The reply to the records below should contain exactly the lines from the line with "get_box(pendant light bulb)" through the line with "get_box(electrical outlet)", and nothing besides.
-- Available records follows --
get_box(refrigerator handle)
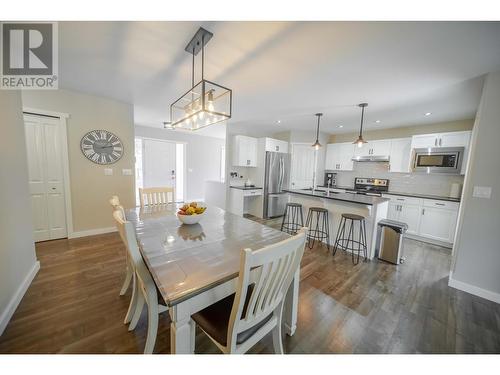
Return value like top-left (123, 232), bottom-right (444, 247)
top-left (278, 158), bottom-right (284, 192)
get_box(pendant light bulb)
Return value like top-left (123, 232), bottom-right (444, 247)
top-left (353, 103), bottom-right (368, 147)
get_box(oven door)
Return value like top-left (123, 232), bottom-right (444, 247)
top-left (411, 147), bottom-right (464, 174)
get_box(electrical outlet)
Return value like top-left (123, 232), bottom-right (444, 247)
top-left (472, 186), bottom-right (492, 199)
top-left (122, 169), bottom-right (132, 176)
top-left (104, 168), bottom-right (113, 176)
-- Available records concluded --
-- Available records follows --
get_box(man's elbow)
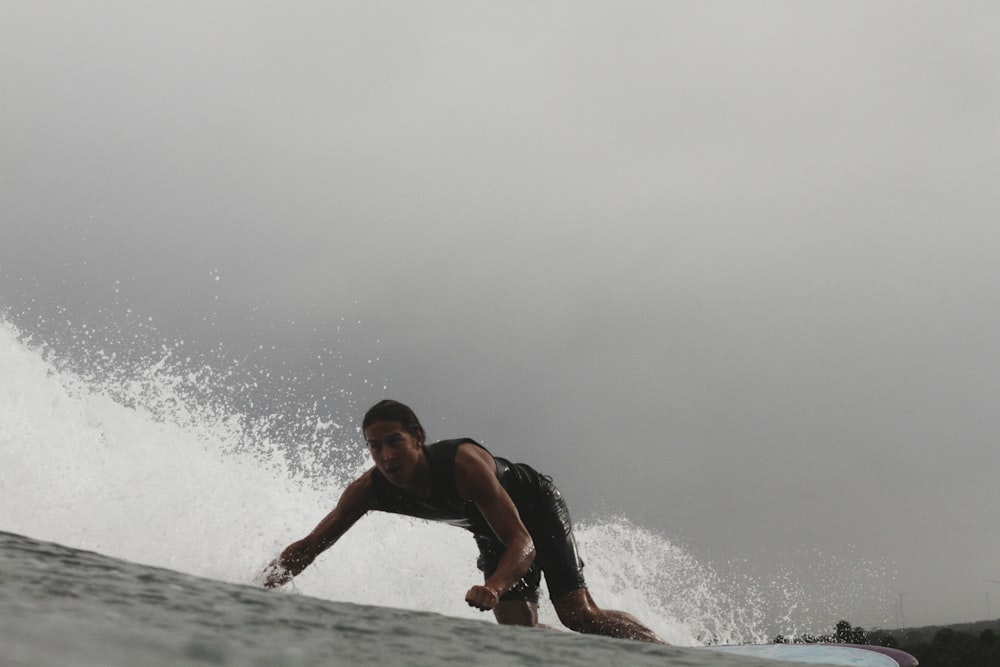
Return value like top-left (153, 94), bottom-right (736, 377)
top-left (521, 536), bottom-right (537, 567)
-- Available records concluded --
Solution:
get_box(pendant light bulb)
Return value like top-left (123, 232), bottom-right (444, 247)
top-left (353, 103), bottom-right (368, 147)
get_box(oven door)
Return value like top-left (123, 232), bottom-right (444, 247)
top-left (411, 147), bottom-right (464, 174)
get_box(electrical outlet)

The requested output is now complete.